> **OPGAVE**
Orden alle regels van de onderstaande records als een Markdown-tabel met de kolommen "Nr." voor het regelnummer en "Tekst" voor de regel zelf. Laat lege regels weg.

• • •

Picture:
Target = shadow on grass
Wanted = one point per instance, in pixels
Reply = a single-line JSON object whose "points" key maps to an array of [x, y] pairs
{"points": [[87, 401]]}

• • •

> **ANTWOORD BIJ OPGAVE**
| Nr. | Tekst |
|---|---|
| 1 | Picture: |
| 2 | Target = shadow on grass |
| 3 | Wanted = one point per instance, in pixels |
| 4 | Reply = a single-line JSON object whose "points" key maps to an array of [x, y] pairs |
| 5 | {"points": [[87, 401]]} |